JOBS:
• 1. In the article on employment and credit card use, translate this sentence into Spanish: "It's evident that job security coincides well with spending confidence."
• 2. Extend the article on employment and credit card use past its final sentence.

GIVEN PASSAGE:

^^^^^^^^

Jun 13, 2014 Walt Wojciechowski

Employment levels rise in tandem with credit card use

Although the U.S. population has risen steadily over the past six years, the fact that employment rates have increased in conjunction with that statistic could mean that the economy is on a path toward recovery. Consumer credit card debt has also grown substantially, primarily to pay automotive expenses and costs related to receiving higher education, Reuters reported. It's evident that job security coincides well with spending confidence.

Not as cautious

The source referenced statistics released by the U.S. Federal Reserve, which discovered that American citizens' credit spending rose in April by $26.85 billion. This activity brought the total amount of consumer debt to $3.18 trillion, growing at an annual rate of 10.2 percent. Financial analysts acknowledged that student loans and automobile payments consisted of the bulk of April's investment, clocking in at around $18 billion and rising at a yearly rate of 8.2 percent.

Students may be struggling
Some economists have asserted that this activity is a cause for celebration, noting that consumer spending accounts for more than two-thirds of the U.S. market. However, Personal Finance Hub surmised that not all of this debt is a result of credit card usage, which has been rising 2.2 percent on a yearly basis. Many young people recognize that obtaining a higher education is necessary for succeeding in the future.

Since the summer of 2009, tuition rates have expanded significantly. This has made it difficult for a fair amount of graduates to obtain assets that accumulate worth over long periods of time. In other words, it could be asserted that many people leaving high school are getting themselves into debt because they believe it's a necessity, not because they want to.

^^^^^^^^

MATERIAL PROVIDED:
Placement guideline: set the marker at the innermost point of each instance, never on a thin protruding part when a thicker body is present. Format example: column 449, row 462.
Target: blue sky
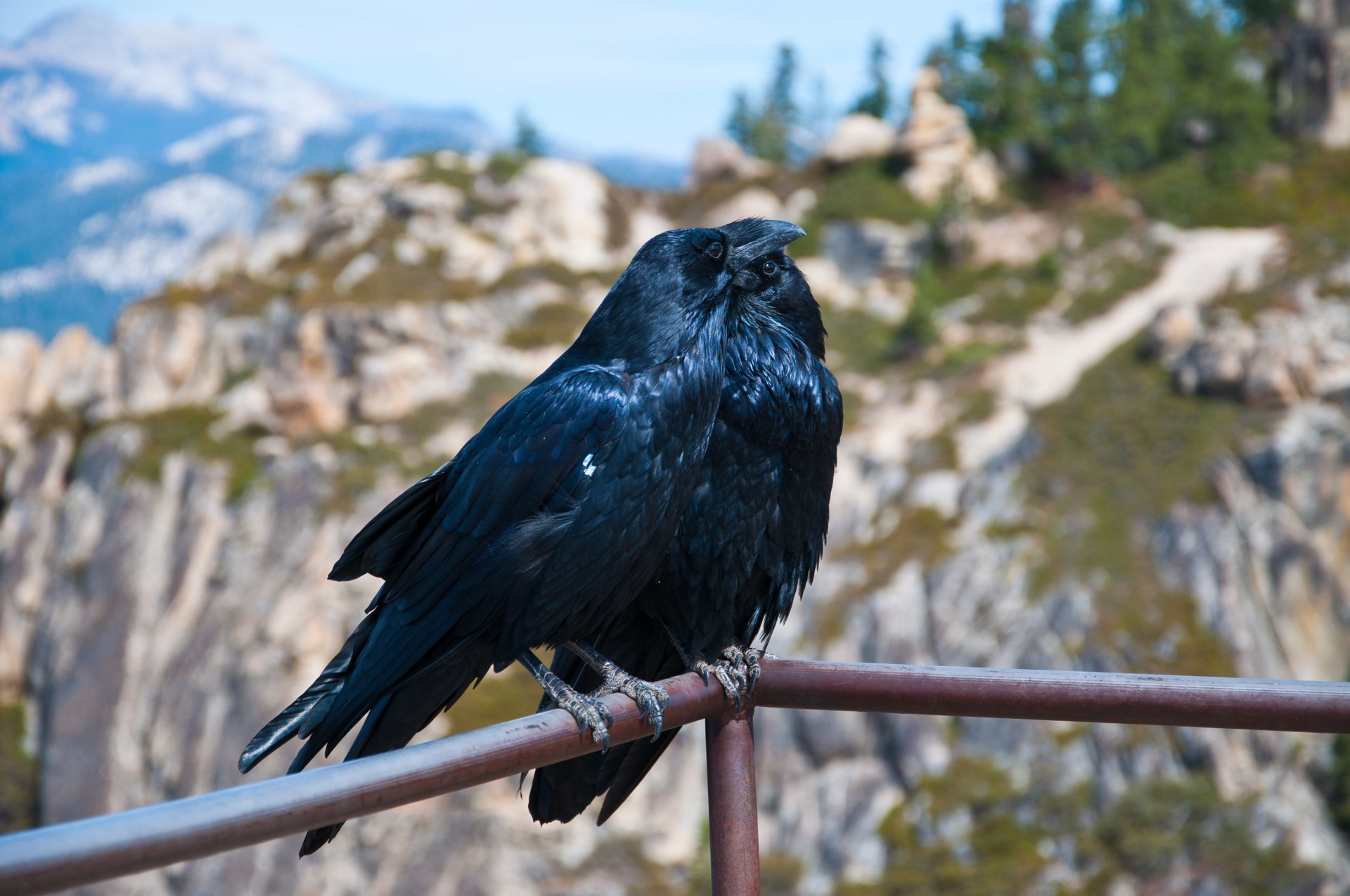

^^^^^^^^

PER-TASK OUTPUTS:
• 1. Es evidente que la seguridad laboral va de la mano con la confianza para gastar.

• 2.
Employment levels rising
On the positive side, Commercial Property Executive cited the Bureau of Labor Statistics' findings as a positive sign that the economy continues to improve, with the number of employed U.S. citizens stood at an all-time high in May. Although the percentage of those "critical" to the workforce - people aged 24-to-54 - dipped down, slightly, it's still much greater when compared to previous decades, such as the mid-1960s.

Last month, professional and business services, as well as health care and social assistance, each added 55,000 jobs. One of the largest gains was witnessed in supply chain employment, with open positions rising by 16,000, nearly doubling the monthly average for 2013 in the sector. The latter statistic is quite encouraging, primarily because demand for transportation and warehouse personnel generally means that retailers are witnessing increased in-store and e-commerce activity.

Commercial Property Executive noted that Wall Street investors reacted well to the BLS' June 6 report, with the Down Jones Industrial Averaging gaining 88.2 points. Standard and Poor's 500 and the Nasdaq also rose by 0.5 percent and 0.6 percent, respectively.

Even in regard to the state of higher education, greater enrollment rates means that more skilled workers will enter the economy over the coming years, increasing the amount of people possessing acumen in high-demand industries such as Internet technology.